#### [Prompt]
Reproduce the entries below line for line, changing nothing.

Part of a data file
+++
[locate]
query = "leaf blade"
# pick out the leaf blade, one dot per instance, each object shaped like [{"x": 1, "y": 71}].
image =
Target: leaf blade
+++
#### [Task result]
[locate]
query = "leaf blade"
# pick out the leaf blade, one dot per instance, each object shaped like [{"x": 1, "y": 71}].
image =
Target: leaf blade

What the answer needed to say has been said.